→ BRIEF:
From the first line to the last, reproduce the data exactly.

→ INFORMATION GIVEN:
>>>>>

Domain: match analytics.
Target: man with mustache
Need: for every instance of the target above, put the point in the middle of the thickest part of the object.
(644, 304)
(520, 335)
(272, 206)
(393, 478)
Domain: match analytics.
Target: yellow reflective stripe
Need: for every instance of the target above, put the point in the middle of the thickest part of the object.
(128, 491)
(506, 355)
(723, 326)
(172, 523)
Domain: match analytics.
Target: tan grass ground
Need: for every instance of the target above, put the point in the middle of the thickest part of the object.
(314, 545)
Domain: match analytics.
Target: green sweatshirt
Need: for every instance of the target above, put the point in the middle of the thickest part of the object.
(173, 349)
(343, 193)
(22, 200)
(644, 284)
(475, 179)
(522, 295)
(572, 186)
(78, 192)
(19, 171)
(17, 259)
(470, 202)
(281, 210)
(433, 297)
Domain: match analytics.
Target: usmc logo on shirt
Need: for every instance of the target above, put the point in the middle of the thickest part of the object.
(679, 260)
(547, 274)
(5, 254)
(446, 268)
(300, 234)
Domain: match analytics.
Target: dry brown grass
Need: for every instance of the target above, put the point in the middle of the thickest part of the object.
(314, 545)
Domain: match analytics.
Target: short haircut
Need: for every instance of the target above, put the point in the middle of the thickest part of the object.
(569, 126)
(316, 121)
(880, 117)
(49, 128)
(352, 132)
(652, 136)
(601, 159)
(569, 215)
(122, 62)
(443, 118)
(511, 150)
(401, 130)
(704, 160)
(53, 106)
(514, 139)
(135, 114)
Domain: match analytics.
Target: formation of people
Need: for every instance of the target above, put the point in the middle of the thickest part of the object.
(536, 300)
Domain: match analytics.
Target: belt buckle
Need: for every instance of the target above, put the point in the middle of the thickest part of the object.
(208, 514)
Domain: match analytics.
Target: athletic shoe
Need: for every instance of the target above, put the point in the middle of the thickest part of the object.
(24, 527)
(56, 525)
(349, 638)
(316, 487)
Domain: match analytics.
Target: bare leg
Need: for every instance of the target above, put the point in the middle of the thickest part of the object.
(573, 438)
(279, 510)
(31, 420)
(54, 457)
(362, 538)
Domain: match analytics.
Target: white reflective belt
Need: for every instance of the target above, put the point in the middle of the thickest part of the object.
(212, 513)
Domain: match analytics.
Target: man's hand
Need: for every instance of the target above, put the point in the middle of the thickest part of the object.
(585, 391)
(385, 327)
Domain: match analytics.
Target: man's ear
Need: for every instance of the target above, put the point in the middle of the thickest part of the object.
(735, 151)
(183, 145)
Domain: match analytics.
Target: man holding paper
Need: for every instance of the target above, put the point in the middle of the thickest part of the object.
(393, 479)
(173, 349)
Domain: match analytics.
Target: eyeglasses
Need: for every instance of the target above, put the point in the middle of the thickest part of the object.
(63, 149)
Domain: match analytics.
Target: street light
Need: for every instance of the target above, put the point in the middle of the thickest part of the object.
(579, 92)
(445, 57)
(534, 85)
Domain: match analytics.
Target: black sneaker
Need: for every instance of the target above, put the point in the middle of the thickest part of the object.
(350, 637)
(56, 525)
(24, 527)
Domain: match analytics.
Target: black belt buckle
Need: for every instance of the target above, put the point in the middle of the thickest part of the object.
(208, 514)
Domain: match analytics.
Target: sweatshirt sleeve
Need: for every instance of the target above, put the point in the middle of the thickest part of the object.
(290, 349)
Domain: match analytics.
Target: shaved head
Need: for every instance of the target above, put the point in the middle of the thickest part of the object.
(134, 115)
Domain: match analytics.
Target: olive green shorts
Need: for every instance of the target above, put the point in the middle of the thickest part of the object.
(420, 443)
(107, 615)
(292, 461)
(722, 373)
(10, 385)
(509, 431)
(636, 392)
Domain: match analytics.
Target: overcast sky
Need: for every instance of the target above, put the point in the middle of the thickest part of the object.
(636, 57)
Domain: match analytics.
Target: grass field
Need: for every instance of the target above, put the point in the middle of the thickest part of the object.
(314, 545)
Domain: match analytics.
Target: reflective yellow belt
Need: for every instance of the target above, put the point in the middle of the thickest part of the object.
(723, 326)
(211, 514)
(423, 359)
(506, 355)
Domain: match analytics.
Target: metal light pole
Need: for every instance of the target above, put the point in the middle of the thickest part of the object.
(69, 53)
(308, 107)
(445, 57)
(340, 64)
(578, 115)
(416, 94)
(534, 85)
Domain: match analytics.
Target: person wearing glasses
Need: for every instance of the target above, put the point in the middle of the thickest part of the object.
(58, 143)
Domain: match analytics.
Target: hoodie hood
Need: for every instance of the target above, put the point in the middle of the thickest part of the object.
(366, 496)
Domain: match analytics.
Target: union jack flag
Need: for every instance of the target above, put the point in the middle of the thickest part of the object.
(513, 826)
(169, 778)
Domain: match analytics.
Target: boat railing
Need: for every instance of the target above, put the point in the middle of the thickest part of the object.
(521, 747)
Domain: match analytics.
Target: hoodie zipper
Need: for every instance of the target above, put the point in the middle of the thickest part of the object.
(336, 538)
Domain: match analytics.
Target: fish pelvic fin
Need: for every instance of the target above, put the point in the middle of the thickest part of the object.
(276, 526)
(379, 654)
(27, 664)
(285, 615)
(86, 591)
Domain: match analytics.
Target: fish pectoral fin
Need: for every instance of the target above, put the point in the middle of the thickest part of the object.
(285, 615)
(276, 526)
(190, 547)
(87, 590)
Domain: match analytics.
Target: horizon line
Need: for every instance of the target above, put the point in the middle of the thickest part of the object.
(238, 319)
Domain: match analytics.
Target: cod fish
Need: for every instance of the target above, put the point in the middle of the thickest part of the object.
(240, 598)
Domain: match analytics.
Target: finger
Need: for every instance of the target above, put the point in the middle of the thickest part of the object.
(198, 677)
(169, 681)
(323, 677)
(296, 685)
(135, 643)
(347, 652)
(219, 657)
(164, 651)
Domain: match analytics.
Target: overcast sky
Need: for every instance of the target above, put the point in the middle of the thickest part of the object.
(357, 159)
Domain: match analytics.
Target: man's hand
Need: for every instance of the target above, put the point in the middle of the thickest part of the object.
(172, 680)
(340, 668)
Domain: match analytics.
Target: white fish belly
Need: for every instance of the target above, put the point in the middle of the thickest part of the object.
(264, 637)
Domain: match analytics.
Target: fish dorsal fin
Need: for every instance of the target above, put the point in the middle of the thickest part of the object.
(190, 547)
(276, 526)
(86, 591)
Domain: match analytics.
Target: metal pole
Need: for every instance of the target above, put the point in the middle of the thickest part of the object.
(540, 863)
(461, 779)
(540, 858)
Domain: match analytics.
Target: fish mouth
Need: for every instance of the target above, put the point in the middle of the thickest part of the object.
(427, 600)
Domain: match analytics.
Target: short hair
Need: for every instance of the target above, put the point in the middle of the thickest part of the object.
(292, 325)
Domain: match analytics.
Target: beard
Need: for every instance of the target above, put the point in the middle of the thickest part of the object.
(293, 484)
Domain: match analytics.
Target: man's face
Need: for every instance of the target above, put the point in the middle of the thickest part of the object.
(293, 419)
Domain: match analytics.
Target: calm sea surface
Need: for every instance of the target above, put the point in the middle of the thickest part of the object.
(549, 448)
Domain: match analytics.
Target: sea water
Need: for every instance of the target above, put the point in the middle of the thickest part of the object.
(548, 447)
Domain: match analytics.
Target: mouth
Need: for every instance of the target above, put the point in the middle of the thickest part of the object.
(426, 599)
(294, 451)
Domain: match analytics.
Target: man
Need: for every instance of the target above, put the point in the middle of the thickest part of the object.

<<<<<

→ PROBLEM SOLUTION:
Domain: match analytics.
Target: man with mustache
Need: for every instance of the target above, put the point in the middle of the thickest part of the object.
(644, 304)
(520, 335)
(272, 206)
(393, 478)
Domain: match analytics.
Target: yellow reflective stripe
Need: for every instance of the target above, put the point in the middle of the thickest part of the object.
(128, 491)
(506, 355)
(723, 326)
(172, 523)
Domain: match analytics.
Target: tan grass ground
Need: for every instance of the target above, put the point in the middle of the thickest part of the object.
(314, 545)
Domain: match analytics.
Target: green sweatshirt
Need: for every instance of the target above, put the point in the middle of the thickest part of the object.
(173, 349)
(343, 193)
(22, 200)
(644, 284)
(475, 179)
(522, 295)
(572, 186)
(78, 192)
(19, 171)
(17, 259)
(470, 202)
(281, 210)
(433, 297)
Domain: match analytics.
Target: usmc logo on shirt
Need: for every instance of the target above, put the point in the middle of the thickest part of the object.
(679, 260)
(547, 274)
(5, 254)
(446, 268)
(300, 234)
Domain: match analytics.
Target: dry brown grass
Need: for every instance of the target above, put the point in the middle of the thickest part of the object.
(314, 545)
Domain: match analytics.
Target: short haircut
Need: for every instance of the target above, put the point in the middle of the thickest part of the object.
(569, 126)
(316, 121)
(880, 117)
(49, 128)
(352, 132)
(652, 136)
(601, 159)
(569, 215)
(122, 62)
(443, 118)
(511, 150)
(401, 130)
(704, 160)
(53, 106)
(514, 139)
(135, 114)
Domain: match analytics.
Target: formation of people
Need: for every instance of the target above, put the point in the middle of the thickest part of the object.
(536, 300)
Domain: match analytics.
Target: belt buckle
Need: for every instance of the target above, put the point in the middle of the thickest part of the object.
(208, 514)
Domain: match analytics.
Target: athletic shoe
Need: for every instance of the target above, put the point in the middle of the thickest part of the object.
(24, 527)
(56, 525)
(349, 638)
(316, 487)
Domain: match analytics.
Target: bare leg
Need: for every instance of the target above, put the point in the middle of the thickest part of the object.
(573, 438)
(279, 510)
(31, 420)
(54, 457)
(362, 538)
Domain: match analytics.
Target: white reflective belt
Need: for every instance of the target above, put the point in the middle of the thickest part of the object.
(212, 513)
Domain: match analytics.
Target: man's hand
Need: for every instance of the target above, put the point in the middle of the thickest part of the object.
(585, 391)
(385, 327)
Domain: match analytics.
Target: man's ear
Need: for every instance of the target above, put the point in the middle of the thickest part of the object.
(735, 151)
(183, 145)
Domain: match analytics.
Target: man holding paper
Need: for every instance of the target above, put the point in the middle of the thickest part of the object.
(393, 479)
(173, 349)
Domain: match analytics.
Target: eyeglasses
Need: for every instance of the target above, put the point in the middle of the thickest part of the object.
(63, 149)
Domain: match analytics.
Target: street light
Need: for every instance of the target above, put the point in the middle of the thickest part of the object.
(579, 92)
(445, 57)
(534, 85)
Domain: match analytics.
Target: black sneaker
Need: for every instance of the target above, put the point in the middle of the thickest part of the object.
(350, 637)
(56, 525)
(24, 527)
Domain: match analytics.
Target: black belt buckle
Need: for every instance of the target above, put the point in the middle of the thickest part of the object.
(208, 514)
Domain: match analytics.
Target: sweatshirt sleeve
Need: for every instance of the target above, put the point in the middle of the thickest part of the object.
(290, 349)
Domain: match analytics.
Target: shaved head
Need: for every instance of the target above, put the point in the middle of the thickest part of the object.
(134, 115)
Domain: match analytics.
Target: olive green shorts
Need: for every instance of the target above, put the point in the middle of the thickest part of the object.
(420, 443)
(107, 615)
(292, 461)
(722, 373)
(10, 385)
(509, 431)
(636, 392)
Domain: match analytics.
Target: overcast sky
Need: for every instance of the target above, put the point in the middle of the thickest part of the object.
(636, 57)
Domain: match analytics.
Target: grass field
Need: for every instance of the target above, put the point in the middle of the thickest part of the object.
(314, 545)
Domain: match analytics.
Target: reflective yellow belt
Need: for every instance of the target above, put the point in the middle of the thickest part of the object.
(723, 326)
(211, 514)
(423, 359)
(506, 355)
Domain: match analytics.
Target: metal light pole
Need: for every instance of the target above, put the point in the middle of the thickest part of the object.
(69, 53)
(308, 107)
(445, 57)
(340, 64)
(578, 115)
(416, 94)
(534, 85)
Domain: match analytics.
Target: person wearing glasses
Need: for every instance of the target above, put the point in the middle of the thickest part of the object.
(58, 143)
Domain: match analytics.
Target: hoodie hood
Need: for every instance of the target above, put the point in the middle of the thickest part of the object.
(366, 496)
Domain: match analytics.
Target: union jack flag
Need: for every instance of the target above, put the point in the middle of the thickest part of the object.
(513, 826)
(169, 778)
Domain: match analytics.
Target: boat railing
Need: for every instance of the target above, put the point in the middle of the thickest part of the object.
(521, 747)
Domain: match analytics.
Target: hoodie zipper
Need: for every instance of the target above, put the point in the middle of the thickest part of the object.
(336, 538)
Domain: match analytics.
Target: fish pelvic fin
Need: for every instance of the target above, put the point in the middle of the thickest part of the object.
(276, 526)
(379, 654)
(27, 664)
(285, 615)
(86, 591)
Domain: match analytics.
Target: fish pectoral fin
Need: for every instance of the target above, put the point in the middle of the thickest part of the object.
(285, 615)
(276, 526)
(190, 547)
(87, 590)
Domain: match analytics.
Target: horizon line
Need: for every instance of the target above, put the point in the middle of the thickest part of the object.
(238, 319)
Domain: match analytics.
Target: cod fish
Need: for every instance of the target above, put the point in the middle of the thickest part of the object.
(240, 598)
Domain: match analytics.
Target: finger
Need: for every instance of the target above, put the point in the middle of the thickest part of the object.
(198, 677)
(169, 681)
(323, 677)
(296, 685)
(135, 643)
(347, 652)
(219, 657)
(164, 651)
Domain: match analytics.
Target: overcast sky
Need: for every instance of the target above, put the point in the middle of the thickest part of the object.
(357, 159)
Domain: match analytics.
Target: man's hand
Need: for every instance of the target above, put the point in the middle of the thickest part of the object.
(172, 680)
(340, 668)
Domain: match analytics.
Target: white fish belly
Need: for every instance of the target above, put the point in the middle of the thickest part of the object.
(264, 637)
Domain: match analytics.
Target: fish dorsal fin
Need: for every instance of the target above, put the point in the middle of the thickest part of the object.
(190, 547)
(276, 526)
(86, 591)
Domain: match analytics.
Target: metal pole
Need: for every instance of the target above, put the point in the middle of the thickest part of the object.
(540, 863)
(461, 779)
(540, 858)
Domain: match analytics.
Target: fish mouth
Need: for every instance of the target above, put the point in the middle of the thickest part of the object.
(427, 600)
Domain: match analytics.
Target: short hair
Need: for every instance of the target above, put the point in the middle of the thickest part of the object.
(292, 325)
Domain: match analytics.
Target: beard
Need: for every instance of the target above, put the point in the middle of the thickest part of the object.
(293, 484)
Domain: match analytics.
Target: man's face
Need: for every instance of the target above, put the point in the middle of the thickest part of the object.
(293, 419)
Domain: match analytics.
Target: calm sea surface
Need: for every instance of the target above, put the point in the middle of the thickest part of the object.
(549, 448)
Domain: match analytics.
Target: sea water
Need: for every instance of the target above, put the point in the middle of the thickest part of the object.
(548, 447)
Domain: match analytics.
Target: mouth
Need: for every instance of the target above, put the point in the middle of the thickest part of the object.
(426, 599)
(294, 451)
Domain: match analytics.
Target: man
Need: for every instance of the target above, put the point in the middle of the thickest part of the object.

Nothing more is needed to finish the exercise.